*** Data extracts Section Begins ***

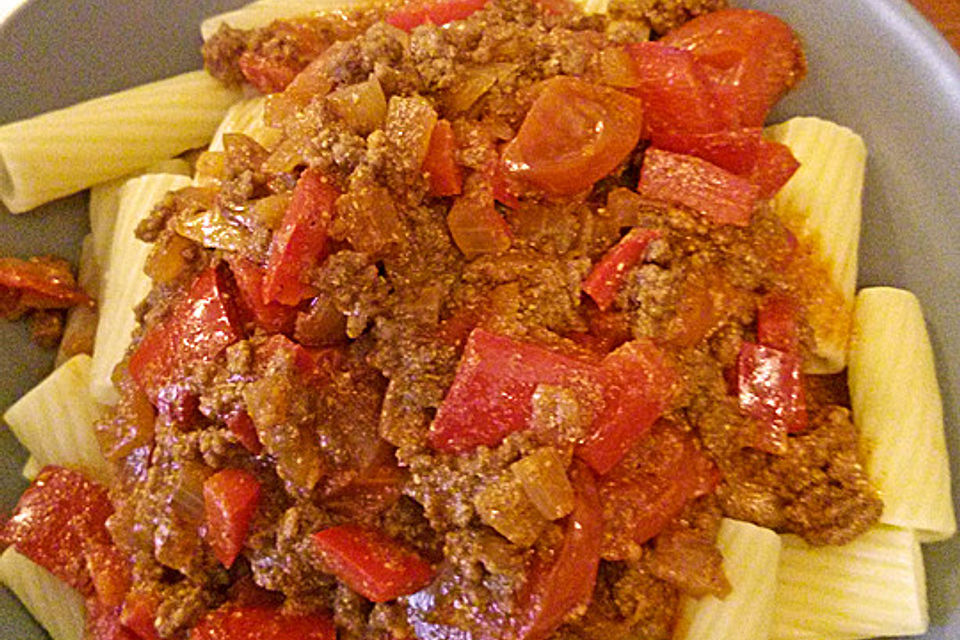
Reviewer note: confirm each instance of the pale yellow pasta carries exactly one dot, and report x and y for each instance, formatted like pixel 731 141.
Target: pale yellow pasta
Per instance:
pixel 873 586
pixel 821 205
pixel 65 151
pixel 897 408
pixel 55 419
pixel 124 283
pixel 750 557
pixel 58 608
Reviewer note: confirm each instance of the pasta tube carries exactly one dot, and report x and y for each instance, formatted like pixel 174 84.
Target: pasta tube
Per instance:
pixel 64 151
pixel 124 283
pixel 54 420
pixel 873 586
pixel 897 407
pixel 821 205
pixel 749 553
pixel 58 608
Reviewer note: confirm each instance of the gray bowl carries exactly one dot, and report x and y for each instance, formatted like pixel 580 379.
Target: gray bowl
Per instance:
pixel 875 66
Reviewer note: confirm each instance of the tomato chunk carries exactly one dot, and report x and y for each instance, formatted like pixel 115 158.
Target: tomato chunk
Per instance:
pixel 753 55
pixel 230 499
pixel 439 12
pixel 491 395
pixel 556 588
pixel 262 623
pixel 638 385
pixel 54 520
pixel 574 134
pixel 605 280
pixel 662 473
pixel 722 197
pixel 374 565
pixel 301 241
pixel 200 326
pixel 770 390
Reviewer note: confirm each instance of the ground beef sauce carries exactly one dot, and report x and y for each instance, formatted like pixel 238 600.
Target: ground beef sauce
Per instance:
pixel 335 391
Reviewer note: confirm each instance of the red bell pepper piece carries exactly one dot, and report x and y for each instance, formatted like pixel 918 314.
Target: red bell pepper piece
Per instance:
pixel 300 243
pixel 491 393
pixel 200 326
pixel 770 390
pixel 262 623
pixel 555 589
pixel 272 317
pixel 722 197
pixel 438 12
pixel 374 565
pixel 650 487
pixel 54 520
pixel 638 386
pixel 605 280
pixel 440 164
pixel 230 499
pixel 676 92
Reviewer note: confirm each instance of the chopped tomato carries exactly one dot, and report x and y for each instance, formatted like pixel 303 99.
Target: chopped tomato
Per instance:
pixel 491 395
pixel 54 520
pixel 770 390
pixel 440 164
pixel 677 94
pixel 607 277
pixel 300 243
pixel 556 588
pixel 371 563
pixel 272 317
pixel 650 487
pixel 230 499
pixel 417 12
pixel 753 55
pixel 201 325
pixel 638 385
pixel 574 134
pixel 722 197
pixel 262 623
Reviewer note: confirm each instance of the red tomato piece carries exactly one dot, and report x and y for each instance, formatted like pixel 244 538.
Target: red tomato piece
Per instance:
pixel 755 56
pixel 491 393
pixel 638 386
pixel 201 325
pixel 650 487
pixel 574 134
pixel 605 280
pixel 722 197
pixel 677 94
pixel 262 623
pixel 371 563
pixel 301 241
pixel 438 12
pixel 555 589
pixel 778 322
pixel 272 317
pixel 54 520
pixel 440 164
pixel 770 390
pixel 230 499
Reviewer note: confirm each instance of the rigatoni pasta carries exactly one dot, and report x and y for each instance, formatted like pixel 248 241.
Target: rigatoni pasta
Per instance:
pixel 62 152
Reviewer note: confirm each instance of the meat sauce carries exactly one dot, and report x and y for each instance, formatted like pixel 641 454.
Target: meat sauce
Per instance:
pixel 464 396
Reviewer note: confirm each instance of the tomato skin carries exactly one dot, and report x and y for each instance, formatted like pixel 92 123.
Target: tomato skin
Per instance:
pixel 753 55
pixel 722 197
pixel 301 241
pixel 262 623
pixel 553 590
pixel 574 134
pixel 374 565
pixel 230 499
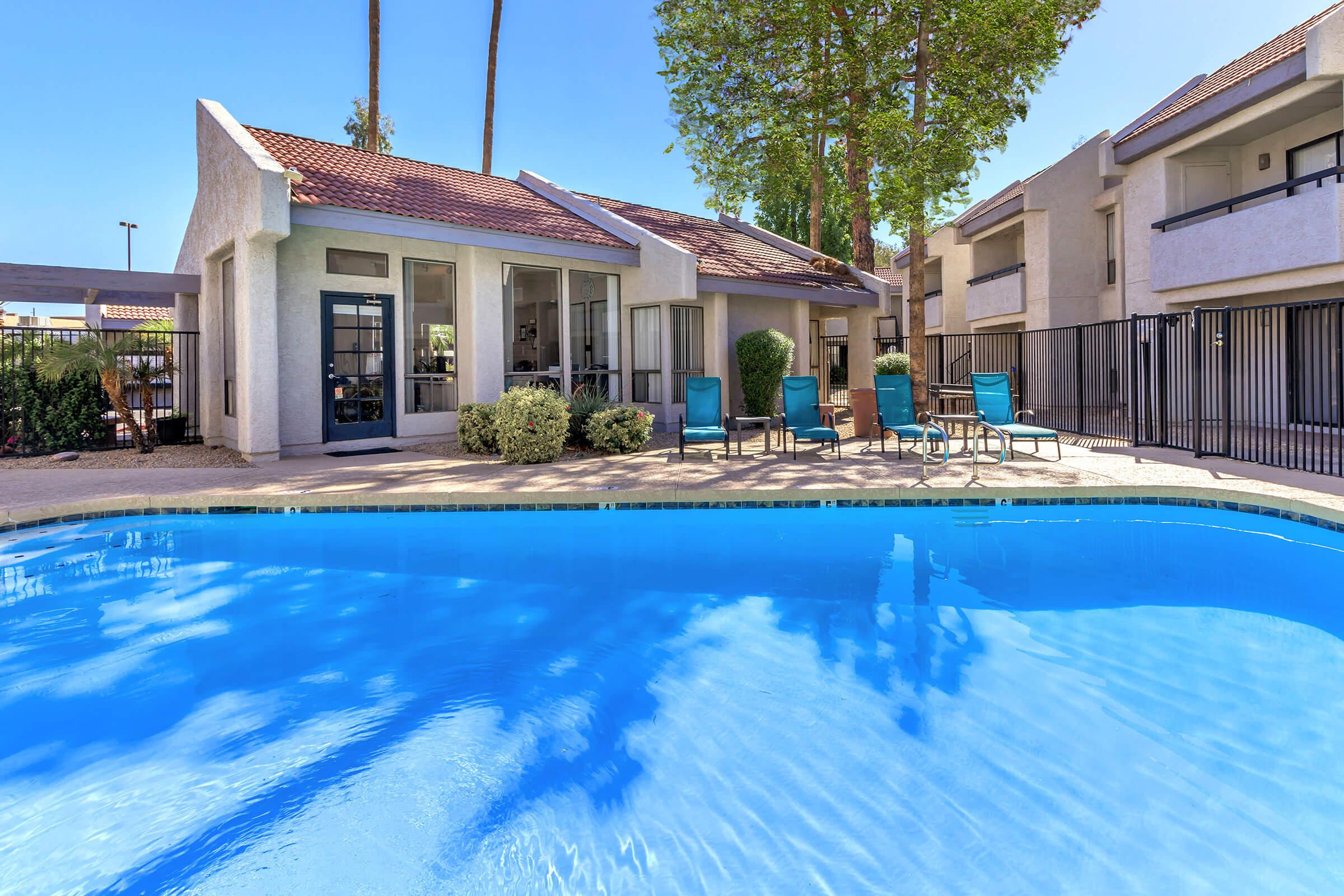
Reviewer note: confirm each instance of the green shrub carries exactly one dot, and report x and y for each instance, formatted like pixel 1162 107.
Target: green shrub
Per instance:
pixel 46 416
pixel 476 429
pixel 531 423
pixel 622 429
pixel 764 358
pixel 586 402
pixel 892 363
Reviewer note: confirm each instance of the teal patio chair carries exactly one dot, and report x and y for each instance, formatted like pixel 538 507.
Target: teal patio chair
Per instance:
pixel 702 422
pixel 803 416
pixel 897 416
pixel 993 408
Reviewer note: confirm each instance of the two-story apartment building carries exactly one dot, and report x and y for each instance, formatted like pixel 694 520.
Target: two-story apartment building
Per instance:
pixel 1040 250
pixel 1230 187
pixel 946 272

*** Data extracts Section Ends ***

■ **Required action**: Work out how many lines in the data above contain the word "skin" and respond with that number only.

■ **Answer box**: 2